記事 ->

_ _ _ _

ミャオの家より

今はいないネコの飼い主だった男の日常

雨と風、ミヤマカラスアゲハとヤクシマザル

2014-05-19 19:53:09 | Weblog



 5月19日

 三日前に、ほぼ一月ぶりのまとまった雨が降った。それは、十勝地方の畑作農家だけでなく、小さな畑を作り、井戸の水が心配な私にとっても待望の雨だった。

 その雨で、周りの新緑の木々や草花たちが、目を見張るほどに勢いをつけてきた。
 カラマツは新緑から緑色に、シラカバやカエデはその初々しい若葉を広げ、どこまでも高い青空に映えて、春を感じさせた。

 庭のシバザクラやチューリップの鮮やかな赤色の他に、道端には春の色である黄色い色が点々と続いている。

_ _ _ _

提供データ ->
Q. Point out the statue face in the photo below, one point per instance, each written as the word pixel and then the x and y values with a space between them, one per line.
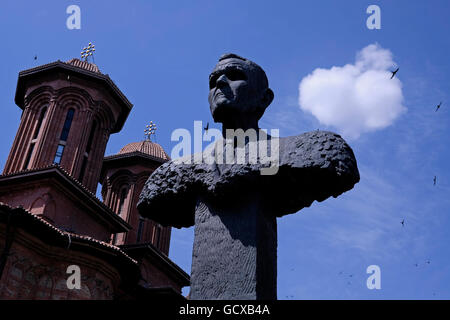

_ _ _ _

取り組む作業 ->
(1) 記事によると、三日前に降った雨はどれくらいぶりのまとまった雨でしたか？
(2) 記事に名前が出てくる植物は何ですか？すべて挙げてください。
(3) 記事の「2014-05-19 19:53:09 | Weblog」から「空に映えて、春を感じさせた。」までを、「シラカバ」を「ダケカンバ」に入れ替えて書き直してください。

完成した解答 ->
(1) ほぼ一月ぶりです。

(2) カラマツ、シラカバ、カエデ、シバザクラ、チューリップ

(3)
2014-05-19 19:53:09 | Weblog



 5月19日

 三日前に、ほぼ一月ぶりのまとまった雨が降った。それは、十勝地方の畑作農家だけでなく、小さな畑を作り、井戸の水が心配な私にとっても待望の雨だった。

 その雨で、周りの新緑の木々や草花たちが、目を見張るほどに勢いをつけてきた。
 カラマツは新緑から緑色に、ダケカンバやカエデはその初々しい若葉を広げ、どこまでも高い青空に映えて、春を感じさせた。